» **Provided passage**:

Marketers who document the components of their stack make faster, more informed decisions because they can see the capabilities they already have and evaluate new technologies efficiently based on their potential to integrate seamlessly. Your documentation should include a map of every marketing platform in use or available to the organization and details about platform functionality, integrations (with ancillary tools, platforms and teams), data-sharing, any vendors or service partners involved in platform management, the person who “owns” the platform internally, and the end-users.

2. Create Standard Operating Procedures

Resilient marketing teams also need to capture the human processes that govern the marketing stack. In other words, what do people need to know to keep the marketing machine going?

On the surface, this kind of detailed documentation may seem like the enemy of speed and agility, but companies that take the time to build an internal knowledge base are not only better prepared for unexpected market changes but will achieve greater velocity down the line. Recording the standard operating procedures for maintaining various platforms, deploying campaigns, and generating performance reports ensures marketing continuity regardless of staff turnover or redeployment. With standard operating procedures (SOPs) on file, your team can resource new projects more flexibly and hit the ground running as new opportunities arise or new directions are set.

3. Cross-Train Your Team

Your marketing team will need to rise to new challenges and assume new roles as you explore different technologies, strategies, and tactics to meet new needs and expectations within the business and for your audience. You may find yourself fast-tracking your ABM efforts, investing in the content experience, building an app for the first time, or hosting a global virtual event. Whatever the future brings, it’s guaranteed to be different than what you had planned at the outset of 2020, and it will require vastly different skills to pull it off successfully.

Invest in cross-training to help your team grow beyond their niche and prepare to tackle new initiatives. This is especially important for team members whose core capabilities have been made obsolete by the new realities (your live-event planners, for example). Giving your team time in their schedule to develop new skills is always a best practice, but it’s even more critical now, especially those in digital and technical areas.

» **Supplied information**:

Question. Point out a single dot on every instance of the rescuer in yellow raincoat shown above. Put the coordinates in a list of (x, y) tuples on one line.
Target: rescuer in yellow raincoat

» **Exercise set**:
[1] List every example initiative that the passage on resilient marketing teams says the team may find itself taking on.
[2] Carry on the passage on resilient marketing teams, starting after its final sentence.
The lines have nothing to do with the passage on resilient marketing teams.

» **Answer set**:
[1]
- Fast-tracking ABM efforts
- Investing in the content experience
- Building an app for the first time
- Hosting a global virtual event

[2]
4. Centralize Your Brand

Whether your company has plans to explore new communications channels, promote new solutions, or break into new markets in the coming months, a strong, consistent brand will form the backbone for those strategies. But that’s an uphill battle when your brand is spread out across multiple regions, markets and channels, and hundreds — if not thousands — of campaigns.

When you need to change directions and spin up campaigns rapidly, your brand needs to be protected by something more robust than static style guides. An investment in more sophisticated brand tools, such as Frontify or Bynder, collect the visual elements of the brand into a single source of truth that’s centralized, digitized and easily updated. Similarly, a content brand hub brings together the textual elements of the brand, including the brand voice and style, content templates, audience notes, and other materials that your content creators need to produce on-brand, on-message marketing assets.

5. Tap Into New Perspectives

Resiliency requires the ability to see an issue from every angle, which is why access to outside perspectives can be invaluable during this time. Lean on the consultants, agencies and analysts to find out what other companies are doing and what trends they are seeing. Even if it’s just a second opinion on a proposed course of action, a fresh take can help you test your assumptions, integrate evolving best practices and refine your go-forward plan.

With the world in flux, marketing needs to be ready to face adversity, recover quickly and seize opportunities when they present themselves. The uncertainty most marketers are experiencing right now is unlikely to resolve in the near future, but those that take steps to build the resiliency required to face it courageously will certainly pull ahead of the pack.